(Beginning of Input)

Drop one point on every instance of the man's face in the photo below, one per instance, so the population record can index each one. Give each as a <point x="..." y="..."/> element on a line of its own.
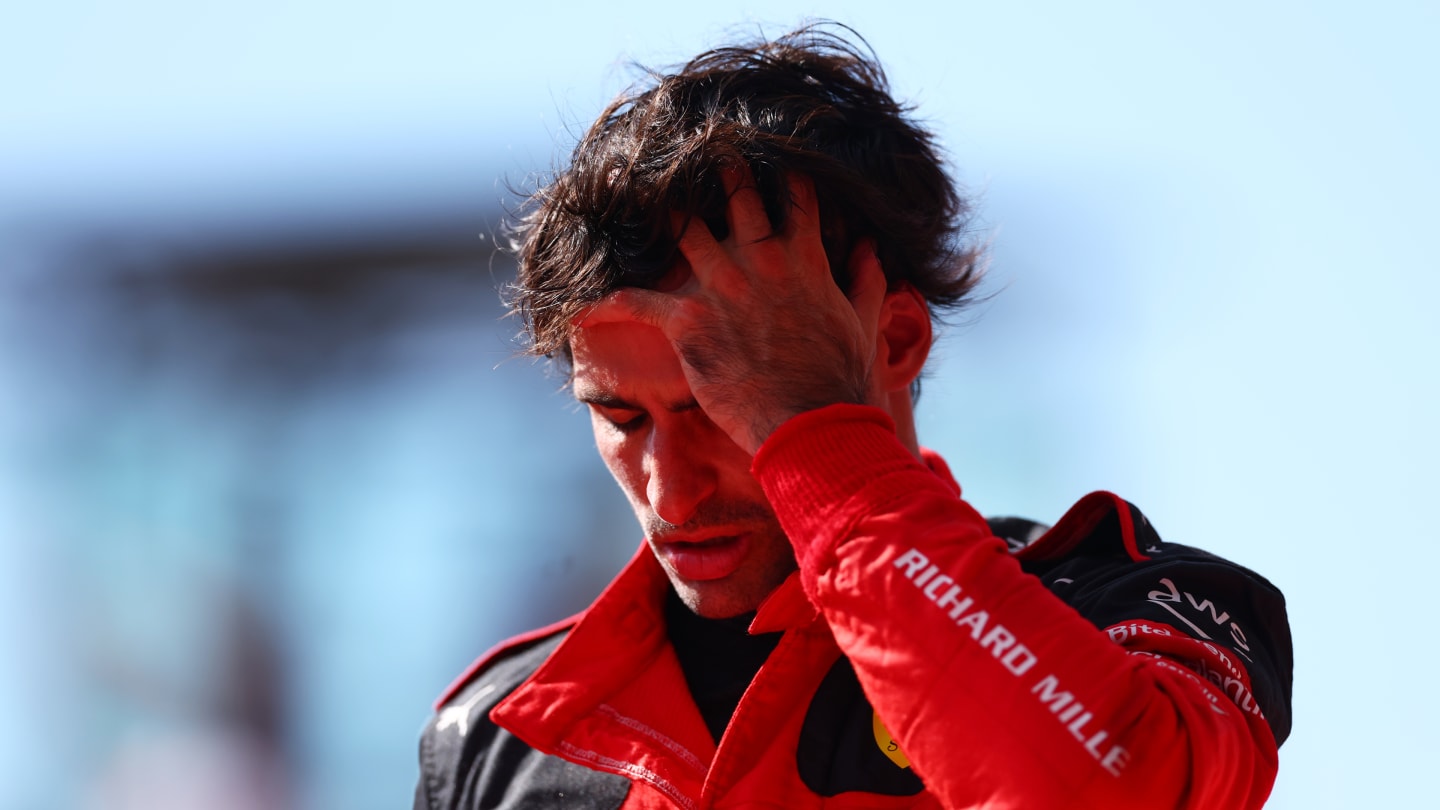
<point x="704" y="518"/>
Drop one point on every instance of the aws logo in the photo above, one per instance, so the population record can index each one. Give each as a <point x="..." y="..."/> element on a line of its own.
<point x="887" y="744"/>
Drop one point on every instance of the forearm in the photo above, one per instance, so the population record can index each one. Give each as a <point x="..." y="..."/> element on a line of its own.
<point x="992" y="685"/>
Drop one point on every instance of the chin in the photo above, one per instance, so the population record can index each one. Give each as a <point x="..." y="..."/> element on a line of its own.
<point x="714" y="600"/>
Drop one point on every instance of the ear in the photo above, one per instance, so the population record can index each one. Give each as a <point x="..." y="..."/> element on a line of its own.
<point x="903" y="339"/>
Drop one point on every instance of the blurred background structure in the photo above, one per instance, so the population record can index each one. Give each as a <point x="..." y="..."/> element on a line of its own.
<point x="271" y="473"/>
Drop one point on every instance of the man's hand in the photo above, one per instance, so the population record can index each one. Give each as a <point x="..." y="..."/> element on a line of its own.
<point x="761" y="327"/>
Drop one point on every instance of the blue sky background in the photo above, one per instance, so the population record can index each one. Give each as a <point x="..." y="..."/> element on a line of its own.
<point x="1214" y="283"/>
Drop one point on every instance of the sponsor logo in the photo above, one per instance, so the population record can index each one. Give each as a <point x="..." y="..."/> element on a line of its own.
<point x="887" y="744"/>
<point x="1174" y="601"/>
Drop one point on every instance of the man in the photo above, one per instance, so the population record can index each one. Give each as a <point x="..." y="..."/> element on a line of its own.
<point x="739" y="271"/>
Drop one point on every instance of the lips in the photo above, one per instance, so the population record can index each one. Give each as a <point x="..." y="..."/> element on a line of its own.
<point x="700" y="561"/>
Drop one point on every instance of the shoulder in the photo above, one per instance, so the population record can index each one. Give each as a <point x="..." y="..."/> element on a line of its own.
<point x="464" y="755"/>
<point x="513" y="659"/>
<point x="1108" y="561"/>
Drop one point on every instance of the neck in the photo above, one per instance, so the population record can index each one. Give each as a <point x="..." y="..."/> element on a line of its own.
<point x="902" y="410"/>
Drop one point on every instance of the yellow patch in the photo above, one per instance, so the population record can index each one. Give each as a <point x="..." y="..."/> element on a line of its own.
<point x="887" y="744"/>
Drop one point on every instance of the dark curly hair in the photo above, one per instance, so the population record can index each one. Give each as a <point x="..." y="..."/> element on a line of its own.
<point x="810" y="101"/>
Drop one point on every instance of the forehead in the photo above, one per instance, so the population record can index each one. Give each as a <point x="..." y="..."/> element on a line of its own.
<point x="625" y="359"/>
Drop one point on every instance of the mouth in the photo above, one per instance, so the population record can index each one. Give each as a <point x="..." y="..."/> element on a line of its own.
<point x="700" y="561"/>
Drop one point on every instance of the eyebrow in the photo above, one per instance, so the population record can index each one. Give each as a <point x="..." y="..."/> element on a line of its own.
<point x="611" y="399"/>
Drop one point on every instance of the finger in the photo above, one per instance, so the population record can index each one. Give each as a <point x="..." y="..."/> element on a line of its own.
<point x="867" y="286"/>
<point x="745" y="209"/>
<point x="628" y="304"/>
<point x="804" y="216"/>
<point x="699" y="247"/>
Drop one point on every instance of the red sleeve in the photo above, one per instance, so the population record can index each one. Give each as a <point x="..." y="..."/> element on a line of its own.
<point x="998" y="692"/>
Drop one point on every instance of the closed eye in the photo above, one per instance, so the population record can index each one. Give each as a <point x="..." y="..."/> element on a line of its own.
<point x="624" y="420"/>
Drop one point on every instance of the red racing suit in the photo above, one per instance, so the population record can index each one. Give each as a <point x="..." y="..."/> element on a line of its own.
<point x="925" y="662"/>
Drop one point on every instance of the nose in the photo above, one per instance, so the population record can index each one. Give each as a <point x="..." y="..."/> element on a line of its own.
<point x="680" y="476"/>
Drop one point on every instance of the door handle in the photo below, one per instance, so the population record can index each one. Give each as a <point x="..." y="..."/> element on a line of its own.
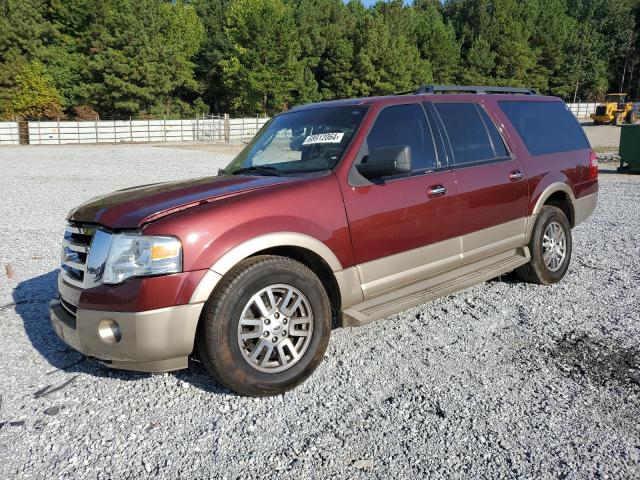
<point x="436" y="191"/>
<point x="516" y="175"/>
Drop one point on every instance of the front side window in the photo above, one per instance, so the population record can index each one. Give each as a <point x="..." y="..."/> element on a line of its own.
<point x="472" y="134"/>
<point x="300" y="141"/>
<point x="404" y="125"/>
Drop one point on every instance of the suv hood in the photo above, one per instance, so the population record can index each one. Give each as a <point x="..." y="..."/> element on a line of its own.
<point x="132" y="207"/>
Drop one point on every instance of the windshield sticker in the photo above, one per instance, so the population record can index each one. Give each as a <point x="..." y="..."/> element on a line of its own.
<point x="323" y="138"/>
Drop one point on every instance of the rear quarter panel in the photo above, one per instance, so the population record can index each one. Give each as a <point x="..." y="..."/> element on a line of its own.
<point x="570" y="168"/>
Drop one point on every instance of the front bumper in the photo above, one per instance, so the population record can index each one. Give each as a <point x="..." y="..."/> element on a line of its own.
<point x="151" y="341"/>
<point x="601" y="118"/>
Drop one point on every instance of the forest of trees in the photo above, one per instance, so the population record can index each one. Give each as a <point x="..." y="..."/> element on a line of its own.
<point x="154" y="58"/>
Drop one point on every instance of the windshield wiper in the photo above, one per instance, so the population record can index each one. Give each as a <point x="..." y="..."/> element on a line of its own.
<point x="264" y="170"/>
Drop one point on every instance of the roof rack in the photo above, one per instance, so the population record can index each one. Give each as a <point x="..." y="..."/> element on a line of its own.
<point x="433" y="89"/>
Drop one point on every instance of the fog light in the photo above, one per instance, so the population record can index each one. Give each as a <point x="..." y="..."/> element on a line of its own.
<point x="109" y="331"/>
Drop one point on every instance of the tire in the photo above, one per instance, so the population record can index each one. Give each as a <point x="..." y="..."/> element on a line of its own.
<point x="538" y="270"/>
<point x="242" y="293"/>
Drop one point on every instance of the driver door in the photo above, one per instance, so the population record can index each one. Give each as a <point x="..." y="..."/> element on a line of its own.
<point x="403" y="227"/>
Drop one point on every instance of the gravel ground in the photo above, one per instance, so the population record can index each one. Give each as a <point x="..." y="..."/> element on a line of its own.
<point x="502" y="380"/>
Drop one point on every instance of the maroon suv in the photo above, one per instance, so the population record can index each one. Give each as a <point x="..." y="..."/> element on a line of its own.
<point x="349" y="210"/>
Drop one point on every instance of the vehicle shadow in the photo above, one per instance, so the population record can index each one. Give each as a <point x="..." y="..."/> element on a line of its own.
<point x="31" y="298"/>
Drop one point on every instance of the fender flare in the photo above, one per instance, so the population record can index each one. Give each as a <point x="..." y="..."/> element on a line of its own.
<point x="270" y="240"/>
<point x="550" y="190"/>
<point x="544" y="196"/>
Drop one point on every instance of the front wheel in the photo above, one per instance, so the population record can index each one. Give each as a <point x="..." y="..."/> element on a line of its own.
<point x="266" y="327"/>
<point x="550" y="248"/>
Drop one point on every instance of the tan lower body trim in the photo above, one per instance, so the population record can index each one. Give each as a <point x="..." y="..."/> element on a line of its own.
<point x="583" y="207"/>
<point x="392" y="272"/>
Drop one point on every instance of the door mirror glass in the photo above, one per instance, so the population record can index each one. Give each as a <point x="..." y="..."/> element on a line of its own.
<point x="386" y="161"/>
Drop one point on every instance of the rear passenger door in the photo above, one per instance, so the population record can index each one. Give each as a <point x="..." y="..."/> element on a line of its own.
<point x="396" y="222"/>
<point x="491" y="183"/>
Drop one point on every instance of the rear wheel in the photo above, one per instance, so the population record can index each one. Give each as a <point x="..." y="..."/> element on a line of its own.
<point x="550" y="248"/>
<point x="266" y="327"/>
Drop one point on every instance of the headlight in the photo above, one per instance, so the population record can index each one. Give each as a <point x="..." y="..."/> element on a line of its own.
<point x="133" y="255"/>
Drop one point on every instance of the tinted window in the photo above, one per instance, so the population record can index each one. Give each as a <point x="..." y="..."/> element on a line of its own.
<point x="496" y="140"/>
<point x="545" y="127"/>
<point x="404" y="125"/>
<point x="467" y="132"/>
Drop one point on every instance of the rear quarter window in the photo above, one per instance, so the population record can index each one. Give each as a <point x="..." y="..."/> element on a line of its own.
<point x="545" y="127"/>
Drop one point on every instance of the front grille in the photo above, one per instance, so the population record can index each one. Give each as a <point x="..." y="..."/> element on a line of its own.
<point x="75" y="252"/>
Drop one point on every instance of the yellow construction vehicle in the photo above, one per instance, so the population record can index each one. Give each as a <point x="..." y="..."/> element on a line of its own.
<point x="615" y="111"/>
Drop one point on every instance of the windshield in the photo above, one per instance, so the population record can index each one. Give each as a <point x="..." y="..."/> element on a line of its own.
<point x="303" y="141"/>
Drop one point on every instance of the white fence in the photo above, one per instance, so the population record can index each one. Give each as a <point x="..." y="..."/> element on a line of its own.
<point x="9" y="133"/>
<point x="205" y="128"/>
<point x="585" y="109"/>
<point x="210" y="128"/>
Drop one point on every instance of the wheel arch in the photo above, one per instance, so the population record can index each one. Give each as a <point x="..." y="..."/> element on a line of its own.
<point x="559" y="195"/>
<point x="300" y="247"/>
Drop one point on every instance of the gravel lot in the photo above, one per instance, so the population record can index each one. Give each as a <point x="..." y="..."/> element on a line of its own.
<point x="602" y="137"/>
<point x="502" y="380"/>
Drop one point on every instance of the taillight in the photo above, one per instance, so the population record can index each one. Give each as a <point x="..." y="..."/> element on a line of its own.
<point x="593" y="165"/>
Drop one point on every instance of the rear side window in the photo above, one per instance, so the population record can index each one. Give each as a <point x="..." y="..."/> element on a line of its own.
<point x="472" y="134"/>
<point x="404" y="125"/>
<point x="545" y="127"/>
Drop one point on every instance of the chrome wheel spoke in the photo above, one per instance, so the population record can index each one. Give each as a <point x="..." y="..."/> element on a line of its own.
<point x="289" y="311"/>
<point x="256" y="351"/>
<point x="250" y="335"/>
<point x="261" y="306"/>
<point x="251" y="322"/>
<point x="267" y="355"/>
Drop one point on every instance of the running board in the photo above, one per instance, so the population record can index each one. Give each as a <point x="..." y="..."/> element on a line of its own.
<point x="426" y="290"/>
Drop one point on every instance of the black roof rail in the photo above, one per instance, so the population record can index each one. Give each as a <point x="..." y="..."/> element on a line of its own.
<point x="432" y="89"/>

(End of Input)

§ **What is being asked**
Your answer should consist only of the lines from the one with "Drop one point on every instance of the black" through the last line of the entries above, retyped exactly.

§ **Exercise result**
Drop one point on every instance of the black roof rail in the photo above, one per instance, so the population record can index each one. Give each as a <point x="..." y="..."/> element on a line of its own.
<point x="432" y="89"/>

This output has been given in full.